Job: Convert the data below into a Markdown table with two columns, Row and Entry. Put each line's number in Row and the line itself in Entry, and leave out blank lines.

Supplied material:
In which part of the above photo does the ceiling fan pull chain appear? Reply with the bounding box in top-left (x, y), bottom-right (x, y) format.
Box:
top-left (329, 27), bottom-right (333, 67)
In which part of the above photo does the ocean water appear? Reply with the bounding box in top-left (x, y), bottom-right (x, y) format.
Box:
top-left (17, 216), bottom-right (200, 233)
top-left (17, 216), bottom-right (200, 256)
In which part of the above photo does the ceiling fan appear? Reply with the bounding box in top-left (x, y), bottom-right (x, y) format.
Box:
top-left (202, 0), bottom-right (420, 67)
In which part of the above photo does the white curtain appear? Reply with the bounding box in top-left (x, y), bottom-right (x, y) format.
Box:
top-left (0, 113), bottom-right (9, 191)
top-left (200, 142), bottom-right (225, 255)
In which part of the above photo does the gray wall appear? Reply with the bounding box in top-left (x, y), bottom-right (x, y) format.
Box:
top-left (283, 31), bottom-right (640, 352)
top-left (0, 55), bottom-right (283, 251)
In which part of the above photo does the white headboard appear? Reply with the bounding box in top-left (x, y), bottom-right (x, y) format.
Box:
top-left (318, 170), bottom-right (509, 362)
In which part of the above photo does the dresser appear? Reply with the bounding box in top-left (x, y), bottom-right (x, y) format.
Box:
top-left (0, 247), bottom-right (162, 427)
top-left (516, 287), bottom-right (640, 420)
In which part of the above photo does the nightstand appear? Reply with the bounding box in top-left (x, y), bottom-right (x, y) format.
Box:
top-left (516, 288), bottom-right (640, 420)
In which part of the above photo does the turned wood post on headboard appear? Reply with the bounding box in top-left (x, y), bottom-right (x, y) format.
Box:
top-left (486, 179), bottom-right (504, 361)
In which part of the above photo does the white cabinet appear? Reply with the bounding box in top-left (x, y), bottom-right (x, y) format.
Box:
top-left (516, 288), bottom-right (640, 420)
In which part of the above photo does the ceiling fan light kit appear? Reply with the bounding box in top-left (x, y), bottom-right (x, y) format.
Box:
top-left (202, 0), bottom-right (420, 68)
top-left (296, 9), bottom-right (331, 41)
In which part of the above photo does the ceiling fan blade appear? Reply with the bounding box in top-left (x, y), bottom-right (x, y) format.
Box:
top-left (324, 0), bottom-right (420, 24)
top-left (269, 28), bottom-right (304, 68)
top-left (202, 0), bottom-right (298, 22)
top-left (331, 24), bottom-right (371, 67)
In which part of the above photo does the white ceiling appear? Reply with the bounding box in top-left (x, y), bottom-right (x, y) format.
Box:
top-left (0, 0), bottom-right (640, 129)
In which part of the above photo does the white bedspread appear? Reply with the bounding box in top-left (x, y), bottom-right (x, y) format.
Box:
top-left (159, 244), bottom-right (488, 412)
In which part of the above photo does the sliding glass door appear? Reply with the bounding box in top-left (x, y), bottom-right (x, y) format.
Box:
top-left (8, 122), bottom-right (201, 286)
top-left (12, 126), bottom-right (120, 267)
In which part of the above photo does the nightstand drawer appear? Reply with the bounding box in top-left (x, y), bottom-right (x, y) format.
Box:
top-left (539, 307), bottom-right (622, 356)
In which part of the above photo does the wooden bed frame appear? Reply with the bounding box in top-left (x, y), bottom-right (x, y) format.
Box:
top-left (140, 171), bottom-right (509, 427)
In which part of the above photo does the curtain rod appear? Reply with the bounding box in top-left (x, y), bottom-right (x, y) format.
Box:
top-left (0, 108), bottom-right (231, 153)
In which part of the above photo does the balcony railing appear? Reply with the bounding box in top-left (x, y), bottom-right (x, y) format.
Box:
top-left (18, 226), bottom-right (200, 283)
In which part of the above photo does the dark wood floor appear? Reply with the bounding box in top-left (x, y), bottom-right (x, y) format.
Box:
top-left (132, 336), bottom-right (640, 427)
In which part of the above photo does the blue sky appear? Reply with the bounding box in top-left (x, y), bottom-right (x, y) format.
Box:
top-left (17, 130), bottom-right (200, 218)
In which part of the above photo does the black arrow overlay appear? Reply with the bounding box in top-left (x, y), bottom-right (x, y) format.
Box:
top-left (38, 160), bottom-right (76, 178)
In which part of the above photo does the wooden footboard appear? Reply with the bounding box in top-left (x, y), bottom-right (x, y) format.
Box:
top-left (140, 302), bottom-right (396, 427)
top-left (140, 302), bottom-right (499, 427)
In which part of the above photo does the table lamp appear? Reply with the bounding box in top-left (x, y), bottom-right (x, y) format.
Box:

The solution:
| Row | Entry |
|---|---|
| 1 | In which part of the above photo does the ceiling fan pull chain appear? Reply with the bounding box in top-left (x, y), bottom-right (x, y) format. |
| 2 | Box: |
| 3 | top-left (329, 27), bottom-right (333, 67) |
| 4 | In which part of the above photo does the ocean water appear? Reply with the bounding box in top-left (x, y), bottom-right (x, y) format. |
| 5 | Box: |
| 6 | top-left (17, 216), bottom-right (200, 233) |
| 7 | top-left (17, 216), bottom-right (200, 256) |
| 8 | In which part of the above photo does the ceiling fan appear? Reply with the bounding box in top-left (x, y), bottom-right (x, y) format. |
| 9 | Box: |
| 10 | top-left (202, 0), bottom-right (420, 67) |
| 11 | In which part of the above photo does the white curtain appear? Reply with the bounding box in top-left (x, y), bottom-right (x, y) format. |
| 12 | Box: |
| 13 | top-left (0, 113), bottom-right (9, 191) |
| 14 | top-left (200, 142), bottom-right (225, 255) |
| 15 | In which part of the above photo does the gray wall appear? Reply with the bounding box in top-left (x, y), bottom-right (x, y) format. |
| 16 | Box: |
| 17 | top-left (283, 31), bottom-right (640, 352) |
| 18 | top-left (0, 55), bottom-right (283, 251) |
| 19 | In which part of the above photo does the white headboard appear? Reply with the bounding box in top-left (x, y), bottom-right (x, y) format. |
| 20 | Box: |
| 21 | top-left (318, 170), bottom-right (509, 362) |
| 22 | In which part of the above photo does the dresser appear? Reply with the bounding box in top-left (x, y), bottom-right (x, y) format. |
| 23 | Box: |
| 24 | top-left (0, 247), bottom-right (162, 427) |
| 25 | top-left (516, 287), bottom-right (640, 420) |
| 26 | In which part of the above photo does the nightstand appear? Reply with the bounding box in top-left (x, y), bottom-right (x, y) format. |
| 27 | Box: |
| 28 | top-left (516, 288), bottom-right (640, 420) |
| 29 | In which part of the above photo does the turned wood post on headboard appear? Reply with the bounding box in top-left (x, y), bottom-right (x, y) format. |
| 30 | Box: |
| 31 | top-left (486, 179), bottom-right (504, 361) |
| 32 | In which part of the above photo does the white cabinet appear? Reply with the bounding box in top-left (x, y), bottom-right (x, y) format. |
| 33 | Box: |
| 34 | top-left (516, 288), bottom-right (640, 420) |
| 35 | In which part of the above photo does the ceiling fan light kit appear? Reply with the bounding box in top-left (x, y), bottom-right (x, y) format. |
| 36 | Box: |
| 37 | top-left (202, 0), bottom-right (420, 68) |
| 38 | top-left (296, 9), bottom-right (331, 41) |
| 39 | In which part of the above photo does the ceiling fan blade appear? Reply with the bounding box in top-left (x, y), bottom-right (x, y) format. |
| 40 | Box: |
| 41 | top-left (324, 0), bottom-right (420, 24) |
| 42 | top-left (269, 28), bottom-right (304, 68) |
| 43 | top-left (202, 0), bottom-right (298, 22) |
| 44 | top-left (331, 24), bottom-right (371, 67) |
| 45 | In which part of the above photo does the white ceiling appear? Reply with the bounding box in top-left (x, y), bottom-right (x, y) format. |
| 46 | Box: |
| 47 | top-left (0, 0), bottom-right (640, 129) |
| 48 | In which part of the above photo does the white bedspread appear? Reply with the bounding box in top-left (x, y), bottom-right (x, y) format. |
| 49 | Box: |
| 50 | top-left (159, 244), bottom-right (488, 412) |
| 51 | In which part of the above photo does the sliding glass door appear? Reply with the bounding box in top-left (x, y), bottom-right (x, y) format. |
| 52 | Box: |
| 53 | top-left (8, 122), bottom-right (201, 286) |
| 54 | top-left (12, 126), bottom-right (120, 267) |
| 55 | In which part of the above photo does the nightstand drawer appear? Reply with the bounding box in top-left (x, y), bottom-right (x, y) format. |
| 56 | Box: |
| 57 | top-left (539, 307), bottom-right (622, 356) |
| 58 | In which part of the above photo does the wooden bed frame appear? Reply with the bounding box in top-left (x, y), bottom-right (x, y) format. |
| 59 | Box: |
| 60 | top-left (140, 171), bottom-right (509, 427) |
| 61 | In which part of the above photo does the curtain rod appear? Reply with the bounding box in top-left (x, y), bottom-right (x, y) format. |
| 62 | Box: |
| 63 | top-left (0, 108), bottom-right (231, 153) |
| 64 | In which part of the above photo does the balcony railing appear? Reply with the bounding box in top-left (x, y), bottom-right (x, y) format. |
| 65 | Box: |
| 66 | top-left (18, 226), bottom-right (200, 283) |
| 67 | In which part of the above photo does the dark wood floor appear? Reply with the bounding box in top-left (x, y), bottom-right (x, y) format. |
| 68 | Box: |
| 69 | top-left (132, 336), bottom-right (640, 427) |
| 70 | In which part of the above photo does the blue sky appear? Reply with the bounding box in top-left (x, y), bottom-right (x, y) format. |
| 71 | Box: |
| 72 | top-left (17, 130), bottom-right (200, 218) |
| 73 | In which part of the above photo does the black arrow overlay appear? Reply with the bounding box in top-left (x, y), bottom-right (x, y) format. |
| 74 | Box: |
| 75 | top-left (38, 160), bottom-right (76, 178) |
| 76 | In which part of the above photo does the wooden footboard appear? Reply with the bounding box in top-left (x, y), bottom-right (x, y) format. |
| 77 | Box: |
| 78 | top-left (140, 302), bottom-right (396, 427) |
| 79 | top-left (140, 302), bottom-right (499, 427) |
| 80 | In which part of the above photo does the table lamp appear? Reply with the bounding box in top-left (x, y), bottom-right (x, y) format. |
| 81 | Box: |